| Given records |

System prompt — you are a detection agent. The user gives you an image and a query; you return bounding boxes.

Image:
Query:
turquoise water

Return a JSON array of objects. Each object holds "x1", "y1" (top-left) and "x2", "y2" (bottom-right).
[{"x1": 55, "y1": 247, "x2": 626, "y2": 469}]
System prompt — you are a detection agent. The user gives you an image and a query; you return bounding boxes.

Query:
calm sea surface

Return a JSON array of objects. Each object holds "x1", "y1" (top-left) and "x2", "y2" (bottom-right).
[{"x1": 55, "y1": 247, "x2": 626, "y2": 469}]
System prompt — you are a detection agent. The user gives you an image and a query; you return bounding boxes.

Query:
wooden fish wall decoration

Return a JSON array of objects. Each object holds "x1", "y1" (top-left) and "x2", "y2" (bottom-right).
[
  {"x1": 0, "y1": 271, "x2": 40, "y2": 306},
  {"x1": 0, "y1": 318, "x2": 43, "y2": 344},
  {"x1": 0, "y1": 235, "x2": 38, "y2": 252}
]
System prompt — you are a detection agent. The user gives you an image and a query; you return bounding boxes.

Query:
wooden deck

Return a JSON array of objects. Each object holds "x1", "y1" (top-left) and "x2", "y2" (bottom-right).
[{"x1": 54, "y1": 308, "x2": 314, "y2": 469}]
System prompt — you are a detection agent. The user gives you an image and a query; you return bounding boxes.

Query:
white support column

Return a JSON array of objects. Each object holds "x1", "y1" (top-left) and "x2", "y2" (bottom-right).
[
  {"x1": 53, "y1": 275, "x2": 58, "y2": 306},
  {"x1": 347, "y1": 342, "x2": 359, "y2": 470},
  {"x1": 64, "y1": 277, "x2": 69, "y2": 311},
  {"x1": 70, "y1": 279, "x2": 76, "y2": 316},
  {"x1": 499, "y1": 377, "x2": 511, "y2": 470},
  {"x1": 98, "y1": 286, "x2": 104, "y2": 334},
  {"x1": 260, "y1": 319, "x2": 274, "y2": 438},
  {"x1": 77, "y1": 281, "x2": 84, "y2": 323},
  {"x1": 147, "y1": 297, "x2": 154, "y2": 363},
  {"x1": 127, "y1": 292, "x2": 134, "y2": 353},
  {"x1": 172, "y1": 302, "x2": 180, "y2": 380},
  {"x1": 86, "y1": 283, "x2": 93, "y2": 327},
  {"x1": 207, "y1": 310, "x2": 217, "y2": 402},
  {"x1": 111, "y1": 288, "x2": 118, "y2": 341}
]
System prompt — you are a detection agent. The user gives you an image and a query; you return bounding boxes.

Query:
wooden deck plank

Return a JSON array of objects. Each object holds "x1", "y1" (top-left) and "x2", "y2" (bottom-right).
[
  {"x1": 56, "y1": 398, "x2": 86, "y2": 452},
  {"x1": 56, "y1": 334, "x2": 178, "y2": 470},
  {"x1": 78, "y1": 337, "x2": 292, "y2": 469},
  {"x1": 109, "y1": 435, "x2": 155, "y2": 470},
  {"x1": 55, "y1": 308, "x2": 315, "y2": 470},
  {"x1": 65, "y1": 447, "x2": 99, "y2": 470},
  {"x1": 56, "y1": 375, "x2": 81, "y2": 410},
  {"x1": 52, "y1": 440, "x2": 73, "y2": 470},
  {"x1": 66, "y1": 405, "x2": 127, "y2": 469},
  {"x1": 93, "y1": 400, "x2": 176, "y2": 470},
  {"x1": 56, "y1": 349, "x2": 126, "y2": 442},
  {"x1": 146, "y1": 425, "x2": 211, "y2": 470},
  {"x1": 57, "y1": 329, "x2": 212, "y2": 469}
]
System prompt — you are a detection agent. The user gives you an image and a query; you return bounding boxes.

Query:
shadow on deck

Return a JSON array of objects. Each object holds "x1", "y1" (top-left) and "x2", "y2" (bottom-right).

| Exercise requirements |
All of the data above should be transcribed exactly.

| Answer space |
System prompt — you are a detection agent. The user gives you an image and a query; you return bounding boxes.

Image:
Query:
turquoise water

Return a JSON array of objects. Each object holds "x1", "y1" (top-left) and "x2", "y2" (bottom-right).
[{"x1": 55, "y1": 247, "x2": 626, "y2": 469}]
System prompt — you are a detection agent. The user gives you an image and a query; you return bounding boxes.

Query:
calm sea surface

Return a JSON array of objects. Each object holds "x1", "y1" (top-left) and "x2", "y2" (bottom-right).
[{"x1": 55, "y1": 247, "x2": 626, "y2": 469}]
System prompt — you are a detection agent. The user gives you an image and a query; you return bounding boxes.

Query:
wooden fish wall decoration

Return a JSON array of objects. Each object holds "x1", "y1" (top-left) and "x2", "y2" (bottom-right).
[
  {"x1": 0, "y1": 271, "x2": 40, "y2": 306},
  {"x1": 0, "y1": 318, "x2": 43, "y2": 344},
  {"x1": 0, "y1": 235, "x2": 38, "y2": 252}
]
System prompt — you are a detection agent. The user gives you an image and a query; you return bounding boxes.

Query:
wooden deck

Return a JSON array of objects. Each object holds "x1", "y1" (top-left) and "x2", "y2" (bottom-right).
[{"x1": 54, "y1": 308, "x2": 314, "y2": 469}]
System prompt — you are a detection agent. The user gives you an image and a query; you return bounding boxes.

Query:
white support column

Return a JSON array of objects. Each object holds "x1", "y1" (top-left) and "x2", "y2" (bottom-right).
[
  {"x1": 53, "y1": 275, "x2": 58, "y2": 306},
  {"x1": 347, "y1": 342, "x2": 359, "y2": 470},
  {"x1": 64, "y1": 277, "x2": 69, "y2": 311},
  {"x1": 70, "y1": 279, "x2": 76, "y2": 316},
  {"x1": 499, "y1": 377, "x2": 511, "y2": 470},
  {"x1": 98, "y1": 286, "x2": 104, "y2": 334},
  {"x1": 260, "y1": 319, "x2": 274, "y2": 438},
  {"x1": 77, "y1": 281, "x2": 84, "y2": 323},
  {"x1": 147, "y1": 297, "x2": 154, "y2": 363},
  {"x1": 127, "y1": 292, "x2": 134, "y2": 353},
  {"x1": 172, "y1": 302, "x2": 180, "y2": 380},
  {"x1": 86, "y1": 283, "x2": 93, "y2": 327},
  {"x1": 207, "y1": 310, "x2": 217, "y2": 402},
  {"x1": 111, "y1": 288, "x2": 118, "y2": 341}
]
System prompt — you are a detection agent. The user gives you an image and a query; you return bounding boxes.

Query:
wooden deck plank

Return a JSON array of objects. Each object holds "x1", "y1" (top-left) and "x2", "y2" (bottom-right).
[
  {"x1": 56, "y1": 398, "x2": 86, "y2": 452},
  {"x1": 56, "y1": 334, "x2": 178, "y2": 470},
  {"x1": 78, "y1": 337, "x2": 292, "y2": 469},
  {"x1": 109, "y1": 435, "x2": 155, "y2": 470},
  {"x1": 55, "y1": 308, "x2": 315, "y2": 470},
  {"x1": 65, "y1": 447, "x2": 99, "y2": 470},
  {"x1": 56, "y1": 375, "x2": 81, "y2": 410},
  {"x1": 52, "y1": 440, "x2": 73, "y2": 470},
  {"x1": 66, "y1": 405, "x2": 127, "y2": 469},
  {"x1": 93, "y1": 400, "x2": 176, "y2": 470},
  {"x1": 56, "y1": 349, "x2": 126, "y2": 442},
  {"x1": 146, "y1": 425, "x2": 211, "y2": 470},
  {"x1": 57, "y1": 329, "x2": 212, "y2": 469}
]
System prompt — you are a detection agent. The user gives you an image and a query; you return bounding boxes.

Query:
shadow on deck

Return a JSON array of objects. Each object holds "x1", "y1" (top-left) and "x2", "y2" (bottom-right).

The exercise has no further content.